● ПРИВЕДЕННЫЙ ОТРЫВОК:
Мы предложили подходящим офицерам вступить в серьезный контакт с Хольтоном, и в скором времени они очутились в распоряжении полковника Батюшина. В результате наши предположения полностью подтвердились – после заключения франко-русской военной конвенции в 1892 году[21], предусматривавшей обмен разведывательными сведениями, русские и французские разведслужбы стали работать рука об руку.
Все свидетельствовало о том, что русские вели против нас энергичную разведку, тогда как австрийская разведывательная сеть в России до 1906 года состояла всего лишь из двух агентов, работавших на «Эвиденцбюро». В том же 1906 году в целях экономии была прекращена даже отправка офицеров в Казань для изучения русского языка.
Между тем Русско-японская война давала великолепные возможности для наблюдения за русской армией. В частности, гауптман граф Щептицкий использовал представившийся ему шанс активно поучаствовать в походе русского кавалерийского корпуса Ренненкампфа[22] и изучить тактику действий русских войск. При этом мы обогатились опытом ведения разведки во время войны.
Следует заметить, что японская разведка во многом превосходила русскую. Русские сами нанесли себе ущерб в этом вопросе, отказавшись от предложения китайского богача Тифонтая[23] создать для России разветвленную разведывательную систему за миллион рублей. Гарантией того, что он сдержал бы свое слово, являлась ненависть этого китайца к японцам, назначившим за его голову приличное вознаграждение.
Пренебрежение к вопросам ведения разведки против России тогда казалось не очень опасным, поскольку именно в 1906 году открылись перспективы снова быстро возродить и оживить агентурную разведывательную сеть в случае возникновения военного конфликта. Доктор Витольд Йодко[24] и Юзеф Пилсудский от имени Польской социалистической партии предложили штабу австрийского военного командования в Перемышле оказывать услуги в проведении разведывательной деятельности против России при условии поддержки их устремлений на создание собственного государства. И хотя в Вене в то время не согласились на осуществление такого эксперимента, в случае необходимости у нас имелся определенный задел.

● ФОРМУЛИРОВКА ЗАДАНИЯ A: Внесите в таблицу Markdown строки ниже, от строки с «Query: stream» до последней строки включительно, пропустив пустые. Назовите столбцы «Номер» и «Строка записи».
● ФОРМУЛИРОВКА ЗАДАНИЯ B: Приведите продолжение отрывка о разведке Австро-Венгрии и России в начале XX века, начиная сразу после его последнего предложения.

● ИСХОДНЫЕ СТРОКИ:

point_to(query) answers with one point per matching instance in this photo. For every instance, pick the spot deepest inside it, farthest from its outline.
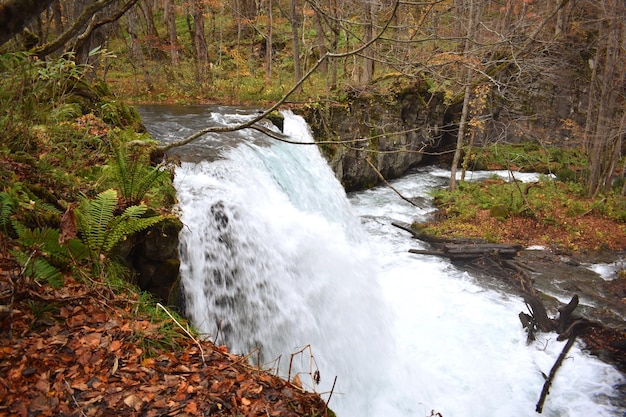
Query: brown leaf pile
(80, 356)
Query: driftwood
(546, 386)
(435, 241)
(480, 256)
(455, 251)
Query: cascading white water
(275, 256)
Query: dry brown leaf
(133, 401)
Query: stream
(277, 260)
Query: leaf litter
(82, 350)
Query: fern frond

● РЕЗУЛЬТАТ A:
| Номер | Строка записи |
|---|---|
| 1 | Query: stream |
| 2 | (277, 260) |
| 3 | Query: leaf litter |
| 4 | (82, 350) |
| 5 | Query: fern frond |

● РЕЗУЛЬТАТ B:
Все это, а также возросшая необходимость ведения разведки против соседей, облегчило принятие решения, на котором настаивало «Эвиденцбюро». В результате ежегодные ассигнования на разведывательные нужды были увеличены до 120 000 крон.
Со времени убийства короля в Белграде отношения с Сербией становились все более и более напряженными. Сербия начала заигрывать с мятежниками в Боснии, поощряя повстанческие настроения. Полковник Гордличка (начальник «Эвиденцбюро» в 1903–1909 годах) как большой знаток обстановки был вынужден взяться за усиление ведения разведки против беспокойного соседа и Черногории, а также за налаживание надежных каналов передачи информации в случае войны, для чего предполагалось использовать прежде всего почтовых голубей. Этих голубей доставили в Сербию из недавно созданных разведывательных пунктов в Петервардейне[25] и Боснии.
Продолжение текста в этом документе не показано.